--- Document segment ---

Naked mole rats have a regional dialect
Colonies of naked mole rats develop dialects in their vocalisations that may help them distinguish between friends and foes. These dialects are influenced by each colony’s queen, and become more varied if the queen dies.
Naked mole rats (Heterocephalus glaber) are extremely vocal creatures that live in colonies in which only one queen reproduces. To see whether their vocalisations help maintain their social structure, Alison Barker at the Max Delbrück Center for Molecular Medicine in Germany and her colleagues recorded more than 36,000 greeting calls, from 166 naked mole rats in seven colonies raised in labs in Germany and South Africa.
After identifying the acoustic features of these soft chirps, such as pitch, peak frequency and duration, the researchers used the calls to train a machine-learning algorithm. Not only could the algorithm reliably recognise individuals within a colony, but the chirps’ features were also highly predictive of which colony an animal belonged to, akin to human accents or dialects. This suggests that individuals from each colony have unique voices while all sharing the same dialect.
In another experiment, naked mole rats responded far more frequently to recordings of their own dialect than to other dialects, suggesting they use call and response when identifying colony members. The animals also responded to artificial chirps that shared the features of their dialect but were distinct from other colony members’ calls. “That shows that they respond to the general dialect,” says team member Gary Lewin.

---

Your tasks
a: List the acoustic features of the greeting calls named in the article on naked mole rat dialects.
b: Decide whether each statement agrees with the article on naked mole rat dialects, answering yes or no and quoting the words that settle it: (i) The researchers recorded more than 36,000 greeting calls. (ii) All seven colonies were raised in labs in Germany. (iii) The animals did not respond to artificial chirps.
c: Pick up the article on naked mole rat dialects after its last sentence and keep writing it.
The rows that come next play no part in this work.

--- Data for review ---

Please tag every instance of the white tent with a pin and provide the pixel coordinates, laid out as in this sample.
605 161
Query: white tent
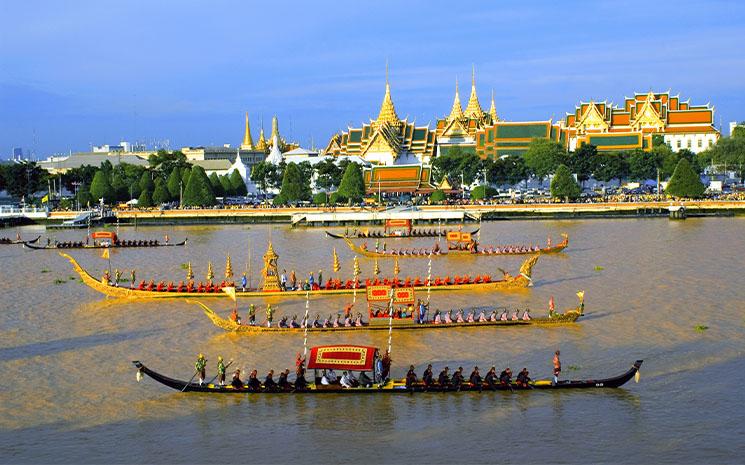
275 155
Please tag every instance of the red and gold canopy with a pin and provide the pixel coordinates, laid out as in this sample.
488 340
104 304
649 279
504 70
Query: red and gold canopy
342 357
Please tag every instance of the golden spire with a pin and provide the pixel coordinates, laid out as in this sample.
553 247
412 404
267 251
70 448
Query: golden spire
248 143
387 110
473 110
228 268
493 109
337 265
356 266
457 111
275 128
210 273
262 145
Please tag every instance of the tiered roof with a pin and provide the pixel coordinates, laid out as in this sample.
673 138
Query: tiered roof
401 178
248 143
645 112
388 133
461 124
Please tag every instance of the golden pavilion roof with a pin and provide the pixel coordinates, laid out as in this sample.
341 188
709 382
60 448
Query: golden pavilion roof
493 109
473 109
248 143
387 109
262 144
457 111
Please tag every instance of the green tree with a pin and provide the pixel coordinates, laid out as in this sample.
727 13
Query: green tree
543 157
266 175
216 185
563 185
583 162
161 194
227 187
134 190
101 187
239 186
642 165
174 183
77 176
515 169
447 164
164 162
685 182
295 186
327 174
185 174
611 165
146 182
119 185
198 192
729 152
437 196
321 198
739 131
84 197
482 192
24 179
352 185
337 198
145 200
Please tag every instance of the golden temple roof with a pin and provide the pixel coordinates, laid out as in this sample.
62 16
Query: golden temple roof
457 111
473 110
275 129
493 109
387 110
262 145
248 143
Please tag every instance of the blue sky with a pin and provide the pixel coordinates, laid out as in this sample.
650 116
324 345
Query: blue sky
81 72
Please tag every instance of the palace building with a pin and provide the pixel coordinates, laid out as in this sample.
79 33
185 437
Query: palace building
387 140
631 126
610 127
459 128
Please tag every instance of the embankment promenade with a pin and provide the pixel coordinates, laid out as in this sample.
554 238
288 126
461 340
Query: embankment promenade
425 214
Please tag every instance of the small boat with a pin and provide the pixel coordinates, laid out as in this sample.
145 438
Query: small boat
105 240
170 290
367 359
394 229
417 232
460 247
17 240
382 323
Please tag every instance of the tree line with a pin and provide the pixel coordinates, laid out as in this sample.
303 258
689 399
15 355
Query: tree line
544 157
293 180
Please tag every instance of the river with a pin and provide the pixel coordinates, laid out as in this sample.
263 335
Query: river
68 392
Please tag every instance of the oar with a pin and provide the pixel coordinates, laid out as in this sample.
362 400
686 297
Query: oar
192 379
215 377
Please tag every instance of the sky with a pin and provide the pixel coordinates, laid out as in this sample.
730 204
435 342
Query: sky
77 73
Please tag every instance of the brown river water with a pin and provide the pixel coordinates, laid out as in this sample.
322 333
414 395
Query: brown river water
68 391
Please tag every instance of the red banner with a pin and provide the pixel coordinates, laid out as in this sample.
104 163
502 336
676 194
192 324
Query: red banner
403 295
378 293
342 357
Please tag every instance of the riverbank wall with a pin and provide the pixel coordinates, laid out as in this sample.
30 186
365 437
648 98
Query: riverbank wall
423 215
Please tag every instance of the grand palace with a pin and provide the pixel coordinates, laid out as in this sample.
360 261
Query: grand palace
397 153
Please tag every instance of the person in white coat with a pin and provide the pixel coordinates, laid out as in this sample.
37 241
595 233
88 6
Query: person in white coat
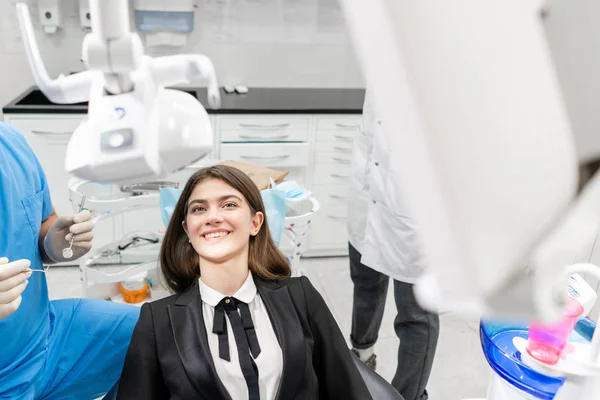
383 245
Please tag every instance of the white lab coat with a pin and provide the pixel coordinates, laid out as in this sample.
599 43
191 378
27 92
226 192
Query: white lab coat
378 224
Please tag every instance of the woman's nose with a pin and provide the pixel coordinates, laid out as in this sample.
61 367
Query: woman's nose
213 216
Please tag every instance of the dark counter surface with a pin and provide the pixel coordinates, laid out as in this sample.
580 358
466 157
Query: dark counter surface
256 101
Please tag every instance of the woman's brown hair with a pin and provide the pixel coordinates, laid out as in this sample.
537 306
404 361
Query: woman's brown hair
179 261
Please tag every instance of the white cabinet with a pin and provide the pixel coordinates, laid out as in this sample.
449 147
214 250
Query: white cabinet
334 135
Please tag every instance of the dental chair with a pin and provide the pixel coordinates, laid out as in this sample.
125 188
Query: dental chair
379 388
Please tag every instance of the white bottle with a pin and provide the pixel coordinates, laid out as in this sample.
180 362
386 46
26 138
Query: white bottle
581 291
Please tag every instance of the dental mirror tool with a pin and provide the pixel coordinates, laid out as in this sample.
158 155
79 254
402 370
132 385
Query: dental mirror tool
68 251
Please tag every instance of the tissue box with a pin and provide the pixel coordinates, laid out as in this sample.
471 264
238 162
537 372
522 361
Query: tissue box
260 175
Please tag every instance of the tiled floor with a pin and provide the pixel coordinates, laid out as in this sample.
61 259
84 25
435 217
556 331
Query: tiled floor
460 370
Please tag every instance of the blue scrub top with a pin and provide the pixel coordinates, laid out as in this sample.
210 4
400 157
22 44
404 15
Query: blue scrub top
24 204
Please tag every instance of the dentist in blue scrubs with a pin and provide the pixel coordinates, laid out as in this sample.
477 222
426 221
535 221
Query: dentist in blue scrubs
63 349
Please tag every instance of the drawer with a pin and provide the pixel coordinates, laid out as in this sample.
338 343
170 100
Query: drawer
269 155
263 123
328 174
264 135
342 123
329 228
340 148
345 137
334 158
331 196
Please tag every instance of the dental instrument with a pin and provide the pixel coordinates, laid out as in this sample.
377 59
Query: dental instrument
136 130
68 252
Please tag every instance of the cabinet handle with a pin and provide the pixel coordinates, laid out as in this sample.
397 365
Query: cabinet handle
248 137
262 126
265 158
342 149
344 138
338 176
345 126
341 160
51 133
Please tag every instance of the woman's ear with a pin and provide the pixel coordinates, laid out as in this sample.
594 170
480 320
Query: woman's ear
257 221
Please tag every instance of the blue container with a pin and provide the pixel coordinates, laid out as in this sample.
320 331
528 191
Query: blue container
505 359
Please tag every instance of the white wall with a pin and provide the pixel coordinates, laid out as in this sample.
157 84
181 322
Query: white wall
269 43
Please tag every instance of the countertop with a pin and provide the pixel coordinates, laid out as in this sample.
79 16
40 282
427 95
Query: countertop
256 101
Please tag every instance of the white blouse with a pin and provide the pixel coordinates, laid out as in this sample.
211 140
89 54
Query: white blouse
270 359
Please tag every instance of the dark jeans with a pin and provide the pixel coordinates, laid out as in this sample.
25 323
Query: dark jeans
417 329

---
--- Data for review ---

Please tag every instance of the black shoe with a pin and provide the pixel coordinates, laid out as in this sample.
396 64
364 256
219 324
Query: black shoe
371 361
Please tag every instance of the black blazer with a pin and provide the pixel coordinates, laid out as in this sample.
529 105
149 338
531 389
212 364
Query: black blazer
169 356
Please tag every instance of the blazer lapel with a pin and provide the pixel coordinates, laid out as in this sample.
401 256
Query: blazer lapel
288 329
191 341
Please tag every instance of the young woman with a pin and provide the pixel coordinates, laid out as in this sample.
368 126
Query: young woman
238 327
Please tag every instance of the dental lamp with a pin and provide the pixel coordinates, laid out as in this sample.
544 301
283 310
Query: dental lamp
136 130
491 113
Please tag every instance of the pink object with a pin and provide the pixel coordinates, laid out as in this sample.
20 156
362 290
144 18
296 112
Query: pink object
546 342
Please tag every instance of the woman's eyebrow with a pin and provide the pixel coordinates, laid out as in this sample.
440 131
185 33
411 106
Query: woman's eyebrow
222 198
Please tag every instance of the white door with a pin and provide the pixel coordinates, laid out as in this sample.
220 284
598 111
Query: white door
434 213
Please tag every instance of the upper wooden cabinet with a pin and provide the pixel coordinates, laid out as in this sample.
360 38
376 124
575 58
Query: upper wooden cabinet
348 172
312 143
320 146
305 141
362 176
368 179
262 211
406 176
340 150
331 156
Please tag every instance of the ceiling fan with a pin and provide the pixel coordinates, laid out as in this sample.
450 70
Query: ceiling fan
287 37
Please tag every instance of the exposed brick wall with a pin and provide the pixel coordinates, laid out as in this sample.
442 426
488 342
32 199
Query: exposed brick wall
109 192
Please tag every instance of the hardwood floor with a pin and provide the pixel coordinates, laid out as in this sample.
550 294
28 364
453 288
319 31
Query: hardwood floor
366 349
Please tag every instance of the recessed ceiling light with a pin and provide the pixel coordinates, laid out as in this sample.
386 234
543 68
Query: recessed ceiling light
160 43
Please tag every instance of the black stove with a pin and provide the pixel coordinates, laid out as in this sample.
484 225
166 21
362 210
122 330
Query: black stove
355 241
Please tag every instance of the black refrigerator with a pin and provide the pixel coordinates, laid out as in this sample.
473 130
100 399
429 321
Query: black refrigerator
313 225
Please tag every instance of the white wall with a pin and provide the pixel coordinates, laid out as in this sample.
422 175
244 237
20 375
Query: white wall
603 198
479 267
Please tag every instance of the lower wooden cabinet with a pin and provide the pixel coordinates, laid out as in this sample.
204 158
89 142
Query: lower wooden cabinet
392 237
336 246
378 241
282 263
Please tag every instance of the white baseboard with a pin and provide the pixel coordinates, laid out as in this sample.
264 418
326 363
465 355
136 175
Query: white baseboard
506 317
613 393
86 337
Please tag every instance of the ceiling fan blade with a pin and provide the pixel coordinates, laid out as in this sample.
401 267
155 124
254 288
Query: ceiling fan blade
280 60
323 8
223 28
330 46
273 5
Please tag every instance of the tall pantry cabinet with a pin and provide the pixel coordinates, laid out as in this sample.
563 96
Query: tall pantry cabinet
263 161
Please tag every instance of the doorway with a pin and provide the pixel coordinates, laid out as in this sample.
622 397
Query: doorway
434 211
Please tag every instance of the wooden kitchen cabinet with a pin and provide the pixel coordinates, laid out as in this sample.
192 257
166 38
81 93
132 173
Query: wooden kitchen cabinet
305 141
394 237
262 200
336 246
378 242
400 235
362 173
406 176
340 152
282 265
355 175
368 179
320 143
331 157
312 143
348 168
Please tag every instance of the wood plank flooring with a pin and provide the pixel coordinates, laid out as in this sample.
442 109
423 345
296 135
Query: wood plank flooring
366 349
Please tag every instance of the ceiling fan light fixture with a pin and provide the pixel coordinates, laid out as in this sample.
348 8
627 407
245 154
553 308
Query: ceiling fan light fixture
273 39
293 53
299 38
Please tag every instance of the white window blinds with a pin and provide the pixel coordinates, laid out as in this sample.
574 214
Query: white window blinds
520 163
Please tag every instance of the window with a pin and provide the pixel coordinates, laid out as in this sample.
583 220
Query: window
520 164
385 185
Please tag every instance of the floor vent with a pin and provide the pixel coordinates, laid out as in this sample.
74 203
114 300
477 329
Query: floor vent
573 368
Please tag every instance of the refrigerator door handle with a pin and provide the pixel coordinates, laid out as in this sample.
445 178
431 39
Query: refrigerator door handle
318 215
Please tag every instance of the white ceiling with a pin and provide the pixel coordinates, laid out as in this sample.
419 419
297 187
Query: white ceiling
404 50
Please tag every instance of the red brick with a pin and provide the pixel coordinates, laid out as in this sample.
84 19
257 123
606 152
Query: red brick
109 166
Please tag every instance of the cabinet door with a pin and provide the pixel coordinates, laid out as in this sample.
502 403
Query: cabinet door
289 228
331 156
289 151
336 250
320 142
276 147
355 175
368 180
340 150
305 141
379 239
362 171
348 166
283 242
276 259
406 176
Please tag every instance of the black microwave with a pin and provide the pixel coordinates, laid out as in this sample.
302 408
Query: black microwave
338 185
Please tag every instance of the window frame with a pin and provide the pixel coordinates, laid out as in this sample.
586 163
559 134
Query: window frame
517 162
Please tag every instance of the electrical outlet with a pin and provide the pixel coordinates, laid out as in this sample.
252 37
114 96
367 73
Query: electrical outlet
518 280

---

Solved tasks
a: pitch, peak frequency, duration

b:
(i) Yes: "recorded more than 36,000 greeting calls"
(ii) No: "raised in labs in Germany and South Africa"
(iii) No: "The animals also responded to artificial chirps that shared the features of their dialect"

c:
Barker and her team placed three abandoned pups in foster colonies and found that they all developed their adoptive homes’ dialect. The two younger pups replicated the new dialect entirely, but the slightly older one didn’t learn it as well, says Lewin.
“We did some preliminary analysis to test if every individual in the colony is trying to match the queen and surprisingly this did not seem to be the case,” says Barker. “We think it’s likely that hormonal cues may play a role.”
This may be the first time that cultural transmission of dialect has been seen in small rodents, says Barker. “There is some evidence in prairie dogs and in other species that there is transmission of different alarm calls, but in terms of a greeting call in rodents, I think this is the first.”
A colony’s queen also influences the naked mole rats’ dialect. During the study, one colony lost two queens. Chirps from the rest of the naked mole rats varied more during periods without a queen and became more similar again when a new queen was established. “You could almost say that the animals have the queen’s English,” says Lewin.